Stated exercise: Reproduce the stretch from the line containing "Outline stone arch." through the end of the records, swapping "Outline" for "Mark" and leaving everything else unchanged.

Bounding-box records
* START *

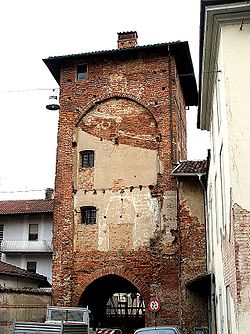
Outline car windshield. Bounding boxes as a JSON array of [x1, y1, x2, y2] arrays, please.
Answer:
[[138, 328, 177, 334]]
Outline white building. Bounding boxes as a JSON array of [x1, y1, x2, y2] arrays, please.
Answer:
[[0, 199, 53, 283], [198, 0, 250, 334]]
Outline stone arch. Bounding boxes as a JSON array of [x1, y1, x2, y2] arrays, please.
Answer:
[[75, 93, 158, 127], [76, 267, 150, 301], [78, 268, 146, 334], [77, 96, 160, 150]]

* END *

Finished exercise:
Mark stone arch. Bounding boxes as a JSON array of [x1, y1, x2, y2] arrays, please.
Answer:
[[75, 93, 158, 127], [76, 267, 150, 301], [78, 268, 146, 334], [77, 96, 160, 150]]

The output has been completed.